Change every "marker" in the material below to "pin" and leave all other text as it is.

BEGIN THE INPUT

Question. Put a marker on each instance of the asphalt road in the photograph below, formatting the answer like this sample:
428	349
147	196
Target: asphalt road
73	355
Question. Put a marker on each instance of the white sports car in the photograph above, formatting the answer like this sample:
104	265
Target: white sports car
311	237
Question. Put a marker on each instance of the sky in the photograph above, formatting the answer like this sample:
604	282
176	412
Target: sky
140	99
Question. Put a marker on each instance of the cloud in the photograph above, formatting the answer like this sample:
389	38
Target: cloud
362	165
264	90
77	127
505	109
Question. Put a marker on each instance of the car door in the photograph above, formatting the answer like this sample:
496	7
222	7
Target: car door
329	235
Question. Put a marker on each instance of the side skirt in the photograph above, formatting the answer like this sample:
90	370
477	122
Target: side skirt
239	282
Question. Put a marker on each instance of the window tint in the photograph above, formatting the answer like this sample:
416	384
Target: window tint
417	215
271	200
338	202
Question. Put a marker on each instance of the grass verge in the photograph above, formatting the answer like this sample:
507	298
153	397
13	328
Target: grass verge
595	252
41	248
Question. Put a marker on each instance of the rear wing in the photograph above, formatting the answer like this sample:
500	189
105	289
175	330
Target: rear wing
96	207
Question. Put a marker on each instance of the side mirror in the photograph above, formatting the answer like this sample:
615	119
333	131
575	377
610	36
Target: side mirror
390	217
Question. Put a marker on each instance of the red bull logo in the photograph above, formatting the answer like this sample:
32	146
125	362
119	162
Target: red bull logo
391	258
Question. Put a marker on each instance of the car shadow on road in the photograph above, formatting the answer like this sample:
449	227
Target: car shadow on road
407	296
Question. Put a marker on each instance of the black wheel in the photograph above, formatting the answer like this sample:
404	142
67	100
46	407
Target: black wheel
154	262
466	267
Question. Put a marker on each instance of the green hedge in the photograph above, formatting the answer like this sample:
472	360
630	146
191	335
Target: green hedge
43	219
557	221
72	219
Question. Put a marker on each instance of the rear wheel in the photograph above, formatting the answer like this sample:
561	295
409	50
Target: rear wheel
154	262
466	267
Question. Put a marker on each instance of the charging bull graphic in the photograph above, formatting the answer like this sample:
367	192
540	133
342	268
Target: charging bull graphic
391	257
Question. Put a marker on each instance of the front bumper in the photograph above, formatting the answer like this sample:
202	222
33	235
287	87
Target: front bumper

END THE INPUT

REPLY ::
Question. Put a pin on each instance of the asphalt road in the photograph below, formatting the answer like this sample:
428	349
147	196
Target: asphalt road
73	355
Question. Put a pin on each instance of the white sports car in the photograph above, formatting the answer like this sample:
104	265
Target: white sports car
311	237
Question. Put a pin on each instance of the sky in the photograph above, formatting the answer like this sample:
604	282
176	412
Target: sky
140	99
Question. Put a pin on each instance of the cloud in the photograph above, formatting the answer like this sample:
389	38
Target: cloud
362	165
264	90
77	127
505	109
Question. Put a pin on each instance of the car door in the photograph above, formatting the answer like this sample:
496	7
222	7
Target: car door
329	235
Question. Put a pin on each instance of the side skirt in the photograph above, formatting the answer like this sample:
90	370
477	122
Target: side skirt
239	282
Question. Put a pin on each instance of the window tint in the photograph above, formatting the answer like this sample:
416	384
Target: window tint
417	215
271	200
338	202
Question. Put a pin on each instance of the grass verge in the photograph above, formatting the answer like this sample:
507	298
153	397
13	328
Target: grass verge
595	252
41	248
Question. Put a pin on each instance of the rear wing in the photograph above, formatting the answer like this sample:
500	189
105	289
175	330
Target: rear wing
96	207
Question. Put a pin on each instance of the side mirror in the photograph above, formatting the answer like this sample:
615	119
333	131
575	377
610	36
Target: side mirror
390	217
Question. Put a pin on each instance of the red bull logo in the photograph above, formatting the answer like this sample:
32	146
125	362
119	162
Target: red bull logo
391	258
Question. Put a pin on each instance of the car shadow on road in the photograph above, formatting the answer like this sample:
449	227
Target: car shadow on road
407	296
Question. Put a pin on each instance of the black wheel in the photograph above, formatting the answer like this sample:
404	142
67	100
46	407
Target: black wheel
154	262
466	267
Question. Put a pin on each instance of the green hedge in the photograph above, formatting the answer like this sample:
472	360
630	146
191	335
Target: green hedge
43	219
557	221
72	219
Question. Put a pin on each instance of the rear wheel in the photograph above, formatting the answer like this sample:
561	295
409	50
Target: rear wheel
154	262
466	267
Question. Put a pin on each instance of the charging bull graphic in the photograph above, formatting the answer like this sample:
367	192
540	133
342	268
Target: charging bull graphic
391	257
Question. Put a pin on each instance of the front bumper in the photograph above, formatting the answer like this sample:
202	222
33	235
287	87
Target: front bumper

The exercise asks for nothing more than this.